● **Aim of the exercise**: How many lines of the data below contain the string "branch"? Case matters; reply with the number only.

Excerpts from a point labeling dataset
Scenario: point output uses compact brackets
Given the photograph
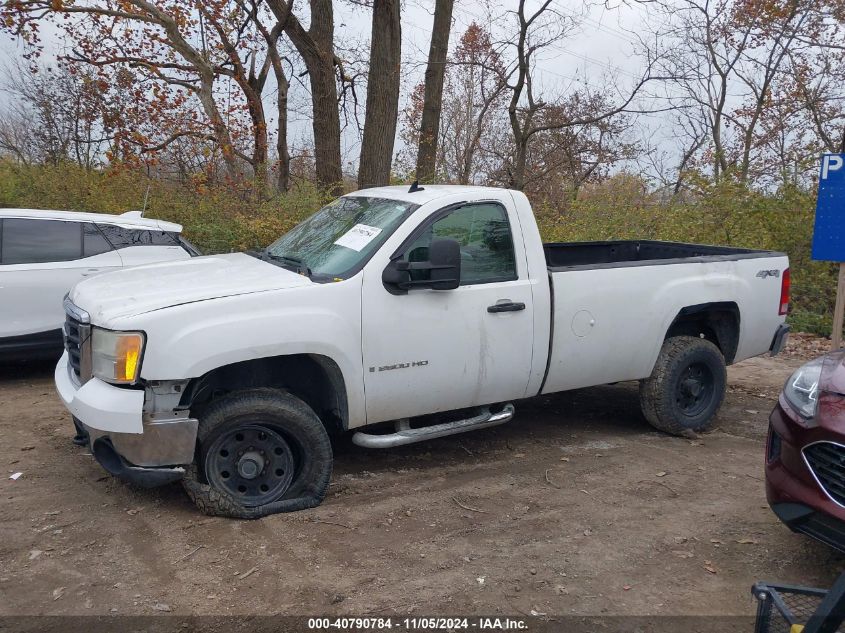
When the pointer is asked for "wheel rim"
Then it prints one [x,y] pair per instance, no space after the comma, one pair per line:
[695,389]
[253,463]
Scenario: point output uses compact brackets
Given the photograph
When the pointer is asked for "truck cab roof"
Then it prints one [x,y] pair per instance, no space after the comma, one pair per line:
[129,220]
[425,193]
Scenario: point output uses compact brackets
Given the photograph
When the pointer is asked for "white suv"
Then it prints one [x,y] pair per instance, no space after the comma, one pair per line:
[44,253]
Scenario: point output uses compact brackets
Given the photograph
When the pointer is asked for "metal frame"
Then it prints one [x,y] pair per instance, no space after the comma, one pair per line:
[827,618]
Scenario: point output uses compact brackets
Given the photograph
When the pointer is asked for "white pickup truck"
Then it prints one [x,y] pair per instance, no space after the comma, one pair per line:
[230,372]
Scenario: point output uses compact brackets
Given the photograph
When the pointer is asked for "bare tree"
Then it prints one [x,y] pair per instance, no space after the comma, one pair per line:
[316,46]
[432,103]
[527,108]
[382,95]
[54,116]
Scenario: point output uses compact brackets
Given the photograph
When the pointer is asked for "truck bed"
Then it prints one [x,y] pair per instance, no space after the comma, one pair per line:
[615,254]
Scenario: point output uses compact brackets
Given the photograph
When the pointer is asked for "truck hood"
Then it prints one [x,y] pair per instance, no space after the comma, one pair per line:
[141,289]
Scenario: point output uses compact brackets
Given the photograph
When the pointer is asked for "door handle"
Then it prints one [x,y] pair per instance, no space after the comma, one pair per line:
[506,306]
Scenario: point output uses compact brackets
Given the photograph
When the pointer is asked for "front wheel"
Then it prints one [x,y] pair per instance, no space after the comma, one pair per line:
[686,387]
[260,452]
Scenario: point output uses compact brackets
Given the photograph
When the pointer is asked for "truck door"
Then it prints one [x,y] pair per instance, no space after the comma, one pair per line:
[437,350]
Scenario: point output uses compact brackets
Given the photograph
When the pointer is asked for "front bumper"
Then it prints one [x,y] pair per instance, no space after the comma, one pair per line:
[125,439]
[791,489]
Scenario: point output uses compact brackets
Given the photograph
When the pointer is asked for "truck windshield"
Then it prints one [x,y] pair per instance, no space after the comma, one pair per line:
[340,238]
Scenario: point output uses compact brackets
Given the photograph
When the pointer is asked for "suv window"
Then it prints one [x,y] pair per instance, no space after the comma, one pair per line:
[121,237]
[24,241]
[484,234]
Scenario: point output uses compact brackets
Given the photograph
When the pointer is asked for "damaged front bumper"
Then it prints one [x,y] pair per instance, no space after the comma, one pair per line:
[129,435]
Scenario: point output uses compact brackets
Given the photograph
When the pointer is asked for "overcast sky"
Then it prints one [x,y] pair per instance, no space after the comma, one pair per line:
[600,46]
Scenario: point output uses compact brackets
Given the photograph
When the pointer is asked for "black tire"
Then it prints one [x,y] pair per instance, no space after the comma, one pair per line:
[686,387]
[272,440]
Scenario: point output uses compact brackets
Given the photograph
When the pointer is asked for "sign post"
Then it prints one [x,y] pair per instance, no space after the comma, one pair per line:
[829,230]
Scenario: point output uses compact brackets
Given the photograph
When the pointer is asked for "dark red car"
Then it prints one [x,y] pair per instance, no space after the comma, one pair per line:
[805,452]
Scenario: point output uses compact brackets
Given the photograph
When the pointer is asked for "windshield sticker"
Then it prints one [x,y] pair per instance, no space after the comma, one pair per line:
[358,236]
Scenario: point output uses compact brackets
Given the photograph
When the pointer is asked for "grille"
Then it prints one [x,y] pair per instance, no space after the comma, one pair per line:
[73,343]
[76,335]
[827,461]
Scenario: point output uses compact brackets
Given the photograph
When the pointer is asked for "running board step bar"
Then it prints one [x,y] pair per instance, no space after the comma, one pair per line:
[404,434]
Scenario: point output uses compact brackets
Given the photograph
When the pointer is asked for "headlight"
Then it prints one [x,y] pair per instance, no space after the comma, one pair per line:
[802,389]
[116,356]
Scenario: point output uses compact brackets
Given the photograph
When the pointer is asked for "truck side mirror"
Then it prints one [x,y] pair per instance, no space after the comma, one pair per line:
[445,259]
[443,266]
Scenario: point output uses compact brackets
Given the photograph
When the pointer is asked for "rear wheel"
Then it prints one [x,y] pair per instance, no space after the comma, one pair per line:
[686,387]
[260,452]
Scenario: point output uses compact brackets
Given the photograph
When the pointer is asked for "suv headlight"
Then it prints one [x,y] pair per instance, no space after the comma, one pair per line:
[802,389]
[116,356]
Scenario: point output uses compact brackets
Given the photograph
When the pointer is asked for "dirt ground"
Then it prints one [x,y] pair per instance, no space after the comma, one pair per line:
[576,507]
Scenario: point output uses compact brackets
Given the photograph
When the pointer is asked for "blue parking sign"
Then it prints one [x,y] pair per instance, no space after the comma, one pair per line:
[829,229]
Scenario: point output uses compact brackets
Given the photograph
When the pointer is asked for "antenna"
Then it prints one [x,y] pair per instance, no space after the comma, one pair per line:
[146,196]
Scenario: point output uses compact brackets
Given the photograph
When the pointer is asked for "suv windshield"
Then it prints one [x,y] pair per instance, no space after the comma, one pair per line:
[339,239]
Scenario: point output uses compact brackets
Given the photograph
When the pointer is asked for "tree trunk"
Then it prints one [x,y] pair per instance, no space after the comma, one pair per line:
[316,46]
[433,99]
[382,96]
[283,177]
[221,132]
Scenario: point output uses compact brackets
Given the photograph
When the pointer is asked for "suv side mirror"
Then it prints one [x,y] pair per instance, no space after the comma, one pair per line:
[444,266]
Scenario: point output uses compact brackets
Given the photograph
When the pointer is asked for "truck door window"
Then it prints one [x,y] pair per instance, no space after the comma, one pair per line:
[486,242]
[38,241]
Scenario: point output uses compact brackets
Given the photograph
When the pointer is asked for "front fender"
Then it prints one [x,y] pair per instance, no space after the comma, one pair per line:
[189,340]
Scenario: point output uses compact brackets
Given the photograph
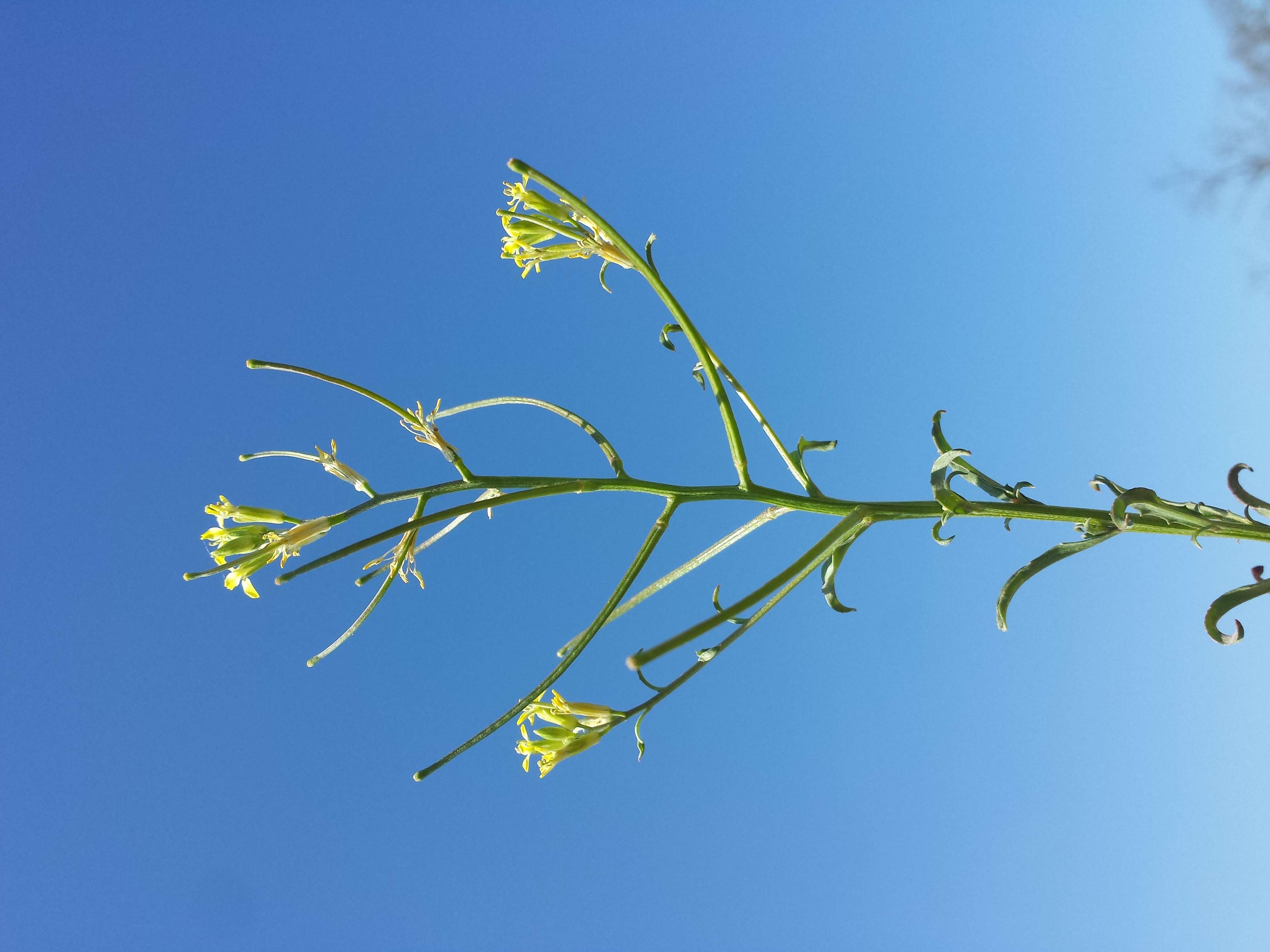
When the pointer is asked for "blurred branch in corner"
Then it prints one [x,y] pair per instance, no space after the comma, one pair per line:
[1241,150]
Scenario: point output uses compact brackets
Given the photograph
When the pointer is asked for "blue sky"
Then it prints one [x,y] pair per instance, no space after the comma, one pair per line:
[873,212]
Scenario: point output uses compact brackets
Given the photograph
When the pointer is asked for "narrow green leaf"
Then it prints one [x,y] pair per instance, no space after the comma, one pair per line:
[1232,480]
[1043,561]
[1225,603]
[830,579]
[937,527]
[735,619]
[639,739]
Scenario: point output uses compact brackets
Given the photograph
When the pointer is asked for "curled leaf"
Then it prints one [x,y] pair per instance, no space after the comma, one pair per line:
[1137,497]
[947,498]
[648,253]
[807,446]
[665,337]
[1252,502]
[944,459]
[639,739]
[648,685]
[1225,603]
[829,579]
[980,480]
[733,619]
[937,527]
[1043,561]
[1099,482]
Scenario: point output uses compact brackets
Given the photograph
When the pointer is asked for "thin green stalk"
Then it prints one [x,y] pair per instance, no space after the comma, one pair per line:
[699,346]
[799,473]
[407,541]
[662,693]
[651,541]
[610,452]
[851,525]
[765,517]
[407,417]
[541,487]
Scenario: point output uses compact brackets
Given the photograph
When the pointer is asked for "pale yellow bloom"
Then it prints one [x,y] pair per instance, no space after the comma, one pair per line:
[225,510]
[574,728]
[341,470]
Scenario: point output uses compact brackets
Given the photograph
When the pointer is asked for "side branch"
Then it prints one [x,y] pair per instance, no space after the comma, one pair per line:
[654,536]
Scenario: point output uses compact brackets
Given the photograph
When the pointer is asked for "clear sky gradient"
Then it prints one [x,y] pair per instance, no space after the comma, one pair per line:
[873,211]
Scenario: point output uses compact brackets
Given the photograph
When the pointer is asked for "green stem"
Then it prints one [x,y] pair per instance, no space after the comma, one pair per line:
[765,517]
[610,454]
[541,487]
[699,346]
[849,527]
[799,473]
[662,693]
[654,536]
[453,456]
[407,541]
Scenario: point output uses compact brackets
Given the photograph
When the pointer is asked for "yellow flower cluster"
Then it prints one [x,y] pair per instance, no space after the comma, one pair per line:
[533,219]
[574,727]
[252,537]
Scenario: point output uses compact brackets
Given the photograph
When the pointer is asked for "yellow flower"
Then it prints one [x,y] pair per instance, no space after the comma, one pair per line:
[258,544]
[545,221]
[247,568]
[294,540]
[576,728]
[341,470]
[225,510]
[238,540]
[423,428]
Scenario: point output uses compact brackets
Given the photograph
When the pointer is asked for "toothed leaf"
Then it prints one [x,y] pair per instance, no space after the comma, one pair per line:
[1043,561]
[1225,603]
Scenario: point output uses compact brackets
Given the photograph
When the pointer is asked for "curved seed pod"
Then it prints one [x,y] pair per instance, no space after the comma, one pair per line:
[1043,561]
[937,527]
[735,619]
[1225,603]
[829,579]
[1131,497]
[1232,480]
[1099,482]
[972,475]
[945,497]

● **Solution below**: 2